▶ [Passage]

------------

In the afternoon of June 3d we reached Muang Haut, which lies 82 miles from Zimmé, and is the village where I exchanged elephants for boats on my journey to Zimmé. On the way between Zimmé and Muang Haut, I passed and took the names of fifty-nine villages. Twenty-five of these lie between Zimmé and the mouth of the Meh Hkuang, the villages bordering that part of the river being nearly conterminous; other villages were hidden from view by the long, low-lying, orchard-clad islands, which are numerous for some miles below the city.

We passed Muang Haut, and halted for the night at Ban Nyang, a Karen village situated on the west bank, 84½ miles from Zimmé. For 24 miles below Ban Nyang the river continues very tortuous in its course—cliffs of sand and rounded gravel, remains of the old lake-bottom, occasionally skirting the river on either hand. Leaving early the next morning, we continued down the river, which is beautifully wooded on either bank with great clumps of plumed bamboos, which seem to grow to perfection in the neighbourhood, owing perhaps to the heavy mists which rise from the river, and passing Nong Poom, a suburb of Ban Nang En, we stopped for breakfast at the main village.

Ban Nang En, the village where the body of the levanting princess was washed ashore after her bold leap with her lover from the cliff at Pa-kin-soo, with its suburbs contained seventy-four houses. In wandering through the village, noticing the beautifully embroidered skirts worn by the women, I told my steersman to call the women together and let them know that I wished to purchase some of their handiwork. Soon the shore was thronged by people, some with new garments, and others carrying one just stripped from their person and replaced by one of a plainer nature. The designs would have done credit to the best of our art schools at home, and the colours were blended and chosen with exquisite taste. On showing specimens of the skirts to Mr Helm of Manchester, he was much struck with their beauty, and after looking at the texture of the skirts, which were made in three pieces, through a magnifying-glass, said that the top piece was of English manufacture and the two lower portions by native looms. The prices asked were so low, and the embroidery so extensive and so carefully done, that the women could have earned barely a shilling for a fortnight’s work. I therefore presume that the embroidery is carried on in spare moments as a labour of love, like the fancy-work that employs the fingers of our young ladies at home, and is not expected in any other way to repay the labour expended upon it. Some were worked with silk, some with cotton, some with wools, and others with gold and silver threads, the latter being naturally the most expensive.

MAUNG HAUT TO RAHENG.

------------

▶ [Direction 1]
In the river-journey passage, how many houses did Ban Nang En and its suburbs contain?
▶ [Direction 2]
Reproduce the part of the river-journey passage that opens with the words containing "In the afternoon" and closes with "below the city.".

------------

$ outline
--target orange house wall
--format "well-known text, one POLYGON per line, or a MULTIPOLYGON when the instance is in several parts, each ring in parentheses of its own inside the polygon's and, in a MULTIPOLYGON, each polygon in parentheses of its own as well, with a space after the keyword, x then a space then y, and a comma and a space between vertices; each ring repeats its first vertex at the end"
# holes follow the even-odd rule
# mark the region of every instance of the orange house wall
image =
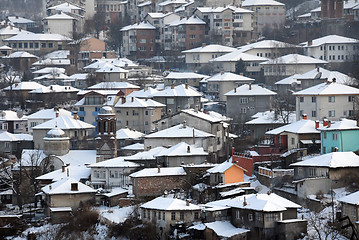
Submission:
POLYGON ((224 172, 224 184, 244 182, 244 171, 233 165, 227 171, 224 172))

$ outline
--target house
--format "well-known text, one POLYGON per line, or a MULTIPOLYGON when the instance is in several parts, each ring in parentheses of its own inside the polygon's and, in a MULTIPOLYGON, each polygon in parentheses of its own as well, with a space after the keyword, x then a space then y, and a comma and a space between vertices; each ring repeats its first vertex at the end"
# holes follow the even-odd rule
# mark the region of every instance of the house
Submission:
POLYGON ((251 131, 250 137, 252 139, 263 139, 266 132, 293 123, 295 120, 295 112, 269 110, 254 114, 252 120, 245 124, 251 131))
POLYGON ((237 72, 236 65, 239 61, 243 61, 248 77, 259 80, 262 71, 259 64, 268 61, 268 58, 244 53, 242 49, 237 49, 211 60, 215 69, 225 72, 237 72))
POLYGON ((128 188, 129 175, 140 167, 139 164, 116 157, 89 165, 91 183, 95 189, 128 188))
POLYGON ((274 0, 245 0, 242 8, 253 11, 253 35, 261 36, 266 31, 281 29, 285 23, 285 4, 274 0))
POLYGON ((340 119, 338 122, 319 128, 321 154, 329 152, 350 152, 359 150, 356 140, 359 139, 359 121, 340 119))
POLYGON ((210 185, 220 185, 244 182, 244 172, 246 171, 244 168, 229 160, 208 169, 207 173, 209 173, 210 176, 210 185))
POLYGON ((170 72, 164 78, 165 87, 188 84, 191 87, 199 87, 199 82, 209 76, 194 72, 170 72))
MULTIPOLYGON (((325 125, 325 122, 323 123, 325 125)), ((272 144, 281 150, 291 150, 302 147, 313 147, 313 151, 319 147, 320 131, 319 127, 323 126, 319 121, 303 119, 289 123, 267 131, 267 136, 272 136, 272 144)), ((319 149, 318 149, 319 150, 319 149)))
POLYGON ((245 77, 243 74, 231 72, 219 72, 211 77, 202 80, 207 83, 206 94, 214 101, 226 101, 225 94, 243 84, 251 84, 253 78, 245 77))
POLYGON ((15 155, 20 158, 21 149, 33 148, 34 142, 29 134, 0 133, 0 153, 4 155, 15 155))
POLYGON ((179 222, 189 226, 200 220, 201 207, 189 200, 170 196, 157 197, 140 206, 141 220, 153 222, 162 239, 168 237, 170 230, 179 222))
POLYGON ((235 50, 235 48, 219 44, 206 45, 203 43, 201 47, 185 50, 182 51, 182 53, 186 55, 187 68, 191 70, 198 70, 201 67, 208 66, 210 60, 235 50))
POLYGON ((227 98, 227 116, 234 125, 244 124, 257 112, 268 111, 277 93, 257 84, 244 84, 224 94, 227 98))
POLYGON ((35 147, 44 149, 44 137, 51 129, 58 127, 70 138, 71 149, 88 149, 89 140, 93 139, 95 127, 81 120, 68 116, 58 116, 32 128, 35 147))
POLYGON ((0 112, 0 130, 9 133, 26 133, 27 120, 23 113, 12 110, 0 112))
POLYGON ((149 22, 139 22, 121 28, 123 53, 136 59, 150 58, 156 54, 156 27, 149 22), (137 39, 137 41, 134 41, 137 39))
POLYGON ((145 168, 130 175, 132 191, 136 198, 157 197, 165 191, 190 187, 186 175, 182 167, 145 168))
POLYGON ((327 35, 301 43, 305 55, 329 63, 343 63, 357 60, 359 40, 338 35, 327 35))
POLYGON ((324 66, 327 62, 300 54, 288 54, 282 57, 260 63, 264 68, 265 81, 274 84, 279 78, 289 77, 293 74, 304 74, 314 68, 324 66))
POLYGON ((14 51, 27 51, 36 55, 65 49, 70 41, 71 38, 52 33, 20 33, 3 40, 14 51))
POLYGON ((33 114, 28 115, 27 116, 28 132, 32 134, 33 127, 59 116, 71 117, 72 113, 63 108, 51 108, 51 109, 42 109, 33 114))
POLYGON ((206 23, 193 15, 170 22, 164 28, 165 41, 169 42, 164 50, 183 51, 202 45, 206 23))
POLYGON ((124 97, 117 101, 114 108, 119 128, 129 127, 150 133, 154 128, 152 123, 161 118, 165 105, 152 99, 124 97))
POLYGON ((41 188, 41 191, 45 195, 45 214, 55 219, 58 208, 70 207, 72 211, 76 211, 81 202, 94 202, 96 194, 95 189, 72 178, 51 183, 41 188))
POLYGON ((253 34, 253 11, 230 6, 234 3, 213 2, 198 7, 195 14, 206 22, 206 35, 211 41, 226 46, 237 46, 249 42, 253 34))
POLYGON ((200 164, 207 161, 208 153, 201 147, 180 142, 155 155, 157 163, 164 167, 180 167, 184 164, 200 164))
POLYGON ((298 197, 328 194, 358 179, 359 156, 353 152, 331 152, 293 163, 298 197), (345 159, 345 161, 343 161, 345 159))
POLYGON ((325 82, 293 93, 296 97, 297 119, 307 114, 309 119, 339 120, 355 116, 359 90, 344 84, 325 82))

------------

▶ [Solution 1]
Seventy-four houses.

▶ [Solution 2]
In the afternoon of June 3d we reached Muang Haut, which lies 82 miles from Zimmé, and is the village where I exchanged elephants for boats on my journey to Zimmé. On the way between Zimmé and Muang Haut, I passed and took the names of fifty-nine villages. Twenty-five of these lie between Zimmé and the mouth of the Meh Hkuang, the villages bordering that part of the river being nearly conterminous; other villages were hidden from view by the long, low-lying, orchard-clad islands, which are numerous for some miles below the city.